- PAGE EXCERPT -
*** Block opens ***

Even before the outbreak of the conflict on February 28, marked by a series of American and Israeli strikes against Iran, the American economy was already “close to stagflation”, which links strong inflation to weak growth, according to Mr. Stiglitz.
Several indicators suggested a weak growth in the United States before the war, but this conflict “has plunged us into crisis,” he explained in an interview with AFP at the United Nations headquarters in Geneva.
The conflict in the Middle East has nearly paralyzed traffic in the Strait of Hormuz, a strategic passage for a fifth of global supplies of crude oil and a significant portion of gas, leading to a surge in oil prices.
Global oil prices have jumped by 40 to 50% after Iran blocked this maritime route and targeted energy and maritime sites in retaliation against Israeli-American strikes.
This situation has raised concerns for the global trading system, already weakened by President Trump’s trade policy and the fragmentation of supply chains since Covid-19 and the war in Ukraine.

*** Block closes ***

- SUPPLIED RECORDS -
*** Block opens ***

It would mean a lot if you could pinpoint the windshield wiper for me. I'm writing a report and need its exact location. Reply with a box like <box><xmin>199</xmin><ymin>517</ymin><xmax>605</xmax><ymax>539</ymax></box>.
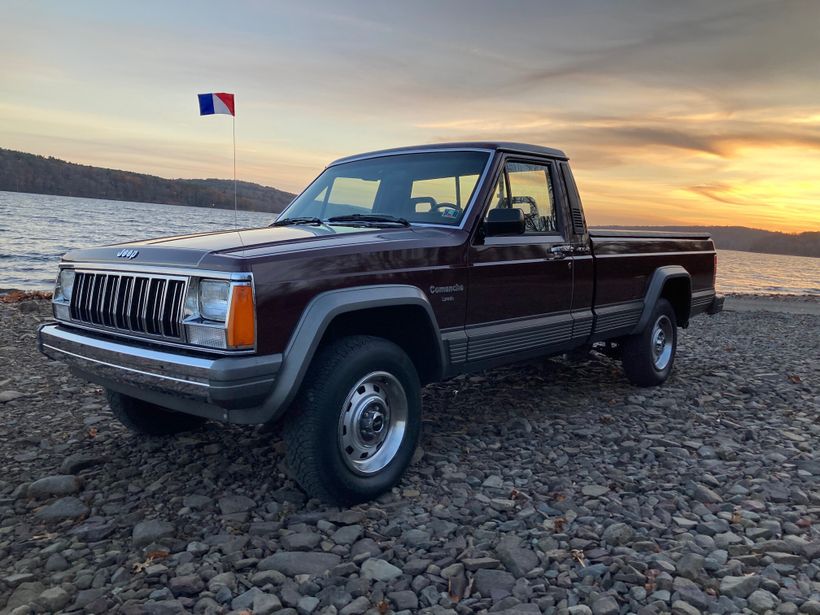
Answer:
<box><xmin>271</xmin><ymin>216</ymin><xmax>324</xmax><ymax>226</ymax></box>
<box><xmin>327</xmin><ymin>214</ymin><xmax>410</xmax><ymax>226</ymax></box>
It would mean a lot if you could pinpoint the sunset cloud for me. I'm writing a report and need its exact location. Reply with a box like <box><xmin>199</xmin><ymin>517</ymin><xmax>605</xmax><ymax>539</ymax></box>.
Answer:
<box><xmin>0</xmin><ymin>0</ymin><xmax>820</xmax><ymax>231</ymax></box>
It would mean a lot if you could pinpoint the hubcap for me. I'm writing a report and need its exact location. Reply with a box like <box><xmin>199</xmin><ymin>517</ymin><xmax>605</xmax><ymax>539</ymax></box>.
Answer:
<box><xmin>338</xmin><ymin>372</ymin><xmax>407</xmax><ymax>476</ymax></box>
<box><xmin>652</xmin><ymin>316</ymin><xmax>675</xmax><ymax>371</ymax></box>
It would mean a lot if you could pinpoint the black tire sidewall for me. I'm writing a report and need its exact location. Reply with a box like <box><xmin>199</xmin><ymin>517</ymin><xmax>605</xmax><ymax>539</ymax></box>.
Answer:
<box><xmin>302</xmin><ymin>336</ymin><xmax>421</xmax><ymax>503</ymax></box>
<box><xmin>623</xmin><ymin>299</ymin><xmax>678</xmax><ymax>386</ymax></box>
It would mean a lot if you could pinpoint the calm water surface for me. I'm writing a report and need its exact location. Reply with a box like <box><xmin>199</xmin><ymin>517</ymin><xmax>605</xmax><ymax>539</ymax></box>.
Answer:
<box><xmin>0</xmin><ymin>192</ymin><xmax>820</xmax><ymax>296</ymax></box>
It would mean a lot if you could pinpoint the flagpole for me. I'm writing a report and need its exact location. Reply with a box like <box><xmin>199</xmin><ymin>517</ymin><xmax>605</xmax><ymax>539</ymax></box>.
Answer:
<box><xmin>231</xmin><ymin>115</ymin><xmax>239</xmax><ymax>228</ymax></box>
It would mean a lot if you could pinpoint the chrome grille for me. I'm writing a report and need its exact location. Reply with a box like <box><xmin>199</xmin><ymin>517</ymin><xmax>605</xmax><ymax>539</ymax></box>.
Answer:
<box><xmin>71</xmin><ymin>271</ymin><xmax>185</xmax><ymax>339</ymax></box>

*** Block closes ***

- WHAT YOU SHOULD DO -
Please copy the Iran war economy passage word for word, between "The conflict in" and "in oil prices.", inclusive.

- FINAL ANSWER -
The conflict in the Middle East has nearly paralyzed traffic in the Strait of Hormuz, a strategic passage for a fifth of global supplies of crude oil and a significant portion of gas, leading to a surge in oil prices.